**Activities**
(a) From the post on patient name mix-ups, write out the part that opens with the words containing "Stopping to think" and closes with "interacted very badly.".
(b) According to the post on patient name mix-ups, what led a transplant team to give an organ to the wrong patient?

Posted on behalf of Marianne Soucy, Director, Client Solutions Group
An article picked up by my local news outlet a week or so ago led me to literally gasp out loud as I considered the potential implications: Due to similar names and demographics, a transplant team had given a much needed organ to the WRONG PATIENT.
Stopping to think about that for a moment, putting myself in the shoes of how one might even begin to explain that kind of mistake to a patient’s family, I literally just had no words.
While this kind of mistake is headline making both in terms of its gravity and rarity, small mistakes like this do happen every day. Recently a friend who shares a name with his father was telling me a story about his pharmacy refusing to release a newly prescribed medication to him because of other interactions with meds “he” was on, according to their computerized history. These drugs would have interacted very badly.
Only he isn’t on them, his father who shares the same first and last name, is. Rectifying the mix up to get the medication he needed in place caused quite a hassle. He understood the pharmacist’s concern for his safety, and is used to it as it happens all the time.

**Entries provided**
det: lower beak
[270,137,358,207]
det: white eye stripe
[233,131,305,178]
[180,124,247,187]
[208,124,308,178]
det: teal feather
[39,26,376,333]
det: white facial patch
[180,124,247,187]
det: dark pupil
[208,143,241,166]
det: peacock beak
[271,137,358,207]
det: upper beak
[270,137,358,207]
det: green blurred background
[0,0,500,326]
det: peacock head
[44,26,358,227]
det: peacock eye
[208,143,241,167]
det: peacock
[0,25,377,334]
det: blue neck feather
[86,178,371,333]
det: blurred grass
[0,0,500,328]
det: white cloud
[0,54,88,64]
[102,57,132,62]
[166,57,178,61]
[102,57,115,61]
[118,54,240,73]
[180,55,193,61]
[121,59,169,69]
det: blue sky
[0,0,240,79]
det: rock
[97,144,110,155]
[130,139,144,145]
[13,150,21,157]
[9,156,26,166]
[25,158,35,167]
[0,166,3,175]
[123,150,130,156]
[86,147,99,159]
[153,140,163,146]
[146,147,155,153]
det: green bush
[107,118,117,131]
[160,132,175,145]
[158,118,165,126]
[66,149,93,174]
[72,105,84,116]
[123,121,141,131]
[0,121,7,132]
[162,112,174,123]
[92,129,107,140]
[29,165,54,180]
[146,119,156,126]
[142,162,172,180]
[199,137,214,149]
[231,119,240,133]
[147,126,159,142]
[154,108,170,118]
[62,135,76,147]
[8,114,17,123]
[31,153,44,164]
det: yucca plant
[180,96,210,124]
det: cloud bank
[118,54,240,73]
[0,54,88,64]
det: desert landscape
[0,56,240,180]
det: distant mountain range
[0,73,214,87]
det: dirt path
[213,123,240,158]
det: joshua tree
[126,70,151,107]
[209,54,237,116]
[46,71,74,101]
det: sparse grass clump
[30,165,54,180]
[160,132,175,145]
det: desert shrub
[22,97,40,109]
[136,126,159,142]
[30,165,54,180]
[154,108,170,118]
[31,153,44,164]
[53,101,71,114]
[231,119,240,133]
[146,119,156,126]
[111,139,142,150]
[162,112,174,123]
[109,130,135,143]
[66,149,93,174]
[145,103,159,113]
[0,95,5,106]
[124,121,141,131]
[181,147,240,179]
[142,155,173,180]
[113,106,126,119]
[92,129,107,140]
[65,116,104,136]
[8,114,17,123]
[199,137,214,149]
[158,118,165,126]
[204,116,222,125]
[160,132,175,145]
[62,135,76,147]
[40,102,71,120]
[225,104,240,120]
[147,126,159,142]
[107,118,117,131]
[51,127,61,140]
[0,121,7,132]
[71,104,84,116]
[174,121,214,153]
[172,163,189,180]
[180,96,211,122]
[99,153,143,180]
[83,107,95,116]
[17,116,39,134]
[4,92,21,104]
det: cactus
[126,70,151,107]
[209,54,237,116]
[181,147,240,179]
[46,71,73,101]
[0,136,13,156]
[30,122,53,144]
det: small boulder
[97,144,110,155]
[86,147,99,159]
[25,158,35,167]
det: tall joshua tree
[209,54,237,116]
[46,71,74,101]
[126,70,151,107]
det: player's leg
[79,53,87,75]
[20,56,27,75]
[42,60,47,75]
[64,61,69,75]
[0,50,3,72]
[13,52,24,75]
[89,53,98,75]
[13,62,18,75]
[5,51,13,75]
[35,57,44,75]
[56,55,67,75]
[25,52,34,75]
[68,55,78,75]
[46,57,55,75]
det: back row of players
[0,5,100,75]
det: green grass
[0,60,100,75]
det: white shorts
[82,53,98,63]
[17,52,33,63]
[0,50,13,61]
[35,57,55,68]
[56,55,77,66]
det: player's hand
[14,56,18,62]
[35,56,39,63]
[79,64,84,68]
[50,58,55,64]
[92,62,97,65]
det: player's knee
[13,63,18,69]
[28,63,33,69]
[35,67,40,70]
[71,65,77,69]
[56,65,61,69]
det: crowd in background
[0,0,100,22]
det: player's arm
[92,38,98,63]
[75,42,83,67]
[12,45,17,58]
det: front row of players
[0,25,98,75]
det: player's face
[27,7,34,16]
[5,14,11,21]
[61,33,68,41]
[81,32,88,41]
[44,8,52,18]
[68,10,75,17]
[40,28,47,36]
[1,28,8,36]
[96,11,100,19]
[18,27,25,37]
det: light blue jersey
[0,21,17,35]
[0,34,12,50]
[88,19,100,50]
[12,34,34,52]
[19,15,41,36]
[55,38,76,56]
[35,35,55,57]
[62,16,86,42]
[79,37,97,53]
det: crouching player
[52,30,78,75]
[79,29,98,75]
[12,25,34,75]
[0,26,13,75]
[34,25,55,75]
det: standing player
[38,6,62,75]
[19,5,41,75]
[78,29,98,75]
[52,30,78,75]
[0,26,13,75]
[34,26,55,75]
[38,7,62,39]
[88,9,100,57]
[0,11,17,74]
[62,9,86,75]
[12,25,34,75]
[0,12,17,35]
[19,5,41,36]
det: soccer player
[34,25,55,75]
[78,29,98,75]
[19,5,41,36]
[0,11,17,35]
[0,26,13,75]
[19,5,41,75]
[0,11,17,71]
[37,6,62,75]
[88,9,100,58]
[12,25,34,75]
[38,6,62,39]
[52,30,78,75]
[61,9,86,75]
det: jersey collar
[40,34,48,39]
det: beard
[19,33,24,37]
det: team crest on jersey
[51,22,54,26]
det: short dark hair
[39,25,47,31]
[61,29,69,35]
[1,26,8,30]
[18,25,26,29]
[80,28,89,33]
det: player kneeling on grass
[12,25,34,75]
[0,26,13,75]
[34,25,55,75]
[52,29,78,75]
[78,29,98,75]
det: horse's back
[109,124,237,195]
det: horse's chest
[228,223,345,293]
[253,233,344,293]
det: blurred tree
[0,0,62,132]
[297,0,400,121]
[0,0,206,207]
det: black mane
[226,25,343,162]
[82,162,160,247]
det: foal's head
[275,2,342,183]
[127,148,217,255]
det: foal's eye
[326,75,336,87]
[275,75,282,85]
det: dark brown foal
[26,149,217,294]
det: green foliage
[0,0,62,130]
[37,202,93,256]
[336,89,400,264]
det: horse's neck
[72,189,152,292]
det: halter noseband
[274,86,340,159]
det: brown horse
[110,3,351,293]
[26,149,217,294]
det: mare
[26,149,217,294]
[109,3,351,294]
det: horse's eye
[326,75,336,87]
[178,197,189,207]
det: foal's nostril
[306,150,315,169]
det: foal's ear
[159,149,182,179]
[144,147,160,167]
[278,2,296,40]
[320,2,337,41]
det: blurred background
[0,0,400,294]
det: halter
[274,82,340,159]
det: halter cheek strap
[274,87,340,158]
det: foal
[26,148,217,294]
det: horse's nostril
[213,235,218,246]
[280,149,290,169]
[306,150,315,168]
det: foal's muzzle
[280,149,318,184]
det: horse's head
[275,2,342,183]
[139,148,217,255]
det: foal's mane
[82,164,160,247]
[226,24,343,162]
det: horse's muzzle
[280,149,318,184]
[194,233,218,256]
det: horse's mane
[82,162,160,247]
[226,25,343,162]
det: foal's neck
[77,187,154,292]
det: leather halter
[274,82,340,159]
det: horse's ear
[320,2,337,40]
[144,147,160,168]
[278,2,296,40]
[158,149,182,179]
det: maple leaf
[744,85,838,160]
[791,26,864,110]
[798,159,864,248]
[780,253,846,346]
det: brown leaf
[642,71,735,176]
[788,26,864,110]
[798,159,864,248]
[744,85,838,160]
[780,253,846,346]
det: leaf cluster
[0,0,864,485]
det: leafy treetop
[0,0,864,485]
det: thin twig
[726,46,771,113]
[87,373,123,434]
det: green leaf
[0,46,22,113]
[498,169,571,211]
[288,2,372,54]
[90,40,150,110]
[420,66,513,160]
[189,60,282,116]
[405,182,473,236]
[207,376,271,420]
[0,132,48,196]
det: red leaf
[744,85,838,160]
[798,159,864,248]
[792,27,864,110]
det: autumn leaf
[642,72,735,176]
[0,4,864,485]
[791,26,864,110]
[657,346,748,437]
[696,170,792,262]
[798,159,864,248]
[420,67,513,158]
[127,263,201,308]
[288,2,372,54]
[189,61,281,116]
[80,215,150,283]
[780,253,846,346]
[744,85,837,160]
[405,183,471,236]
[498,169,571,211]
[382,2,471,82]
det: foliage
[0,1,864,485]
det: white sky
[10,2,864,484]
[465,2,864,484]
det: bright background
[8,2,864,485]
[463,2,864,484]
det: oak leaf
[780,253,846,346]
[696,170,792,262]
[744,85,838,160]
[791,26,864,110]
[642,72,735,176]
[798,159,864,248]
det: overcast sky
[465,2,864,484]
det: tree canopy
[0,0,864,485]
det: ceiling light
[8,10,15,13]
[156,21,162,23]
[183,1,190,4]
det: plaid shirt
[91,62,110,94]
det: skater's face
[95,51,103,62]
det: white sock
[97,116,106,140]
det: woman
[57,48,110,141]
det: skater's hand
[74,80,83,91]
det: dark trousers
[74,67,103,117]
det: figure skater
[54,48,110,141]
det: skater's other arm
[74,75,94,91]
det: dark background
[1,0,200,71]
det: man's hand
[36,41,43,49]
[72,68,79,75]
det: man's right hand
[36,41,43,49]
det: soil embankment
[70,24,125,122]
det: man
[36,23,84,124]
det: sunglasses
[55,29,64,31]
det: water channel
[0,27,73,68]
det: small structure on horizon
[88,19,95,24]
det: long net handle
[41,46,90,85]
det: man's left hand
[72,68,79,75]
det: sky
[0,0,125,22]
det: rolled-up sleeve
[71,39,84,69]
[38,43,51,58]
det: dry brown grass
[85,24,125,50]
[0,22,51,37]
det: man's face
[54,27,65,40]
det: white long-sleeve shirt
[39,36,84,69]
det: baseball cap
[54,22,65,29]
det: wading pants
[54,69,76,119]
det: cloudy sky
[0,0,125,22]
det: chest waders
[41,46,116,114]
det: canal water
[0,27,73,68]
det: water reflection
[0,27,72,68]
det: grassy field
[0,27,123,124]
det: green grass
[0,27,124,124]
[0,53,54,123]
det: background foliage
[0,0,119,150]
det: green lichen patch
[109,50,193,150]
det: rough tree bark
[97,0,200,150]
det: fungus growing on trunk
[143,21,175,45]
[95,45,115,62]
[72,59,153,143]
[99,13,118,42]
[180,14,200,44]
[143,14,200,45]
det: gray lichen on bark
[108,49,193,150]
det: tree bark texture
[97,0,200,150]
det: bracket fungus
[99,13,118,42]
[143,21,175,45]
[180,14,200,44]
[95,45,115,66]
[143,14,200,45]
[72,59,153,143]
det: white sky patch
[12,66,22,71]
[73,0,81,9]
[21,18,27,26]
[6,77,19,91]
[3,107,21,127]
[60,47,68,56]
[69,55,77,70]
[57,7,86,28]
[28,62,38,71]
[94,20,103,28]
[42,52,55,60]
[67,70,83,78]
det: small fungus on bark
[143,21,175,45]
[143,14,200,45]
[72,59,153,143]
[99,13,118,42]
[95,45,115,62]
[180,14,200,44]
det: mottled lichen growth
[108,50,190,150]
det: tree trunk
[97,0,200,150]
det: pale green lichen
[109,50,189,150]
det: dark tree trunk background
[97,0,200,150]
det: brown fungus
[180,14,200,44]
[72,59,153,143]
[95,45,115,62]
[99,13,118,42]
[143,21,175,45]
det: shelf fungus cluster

**Exercise results**
(a)
Stopping to think about that for a moment, putting myself in the shoes of how one might even begin to explain that kind of mistake to a patient’s family, I literally just had no words.
While this kind of mistake is headline making both in terms of its gravity and rarity, small mistakes like this do happen every day. Recently a friend who shares a name with his father was telling me a story about his pharmacy refusing to release a newly prescribed medication to him because of other interactions with meds “he” was on, according to their computerized history. These drugs would have interacted very badly.

(b) Similar names and demographics.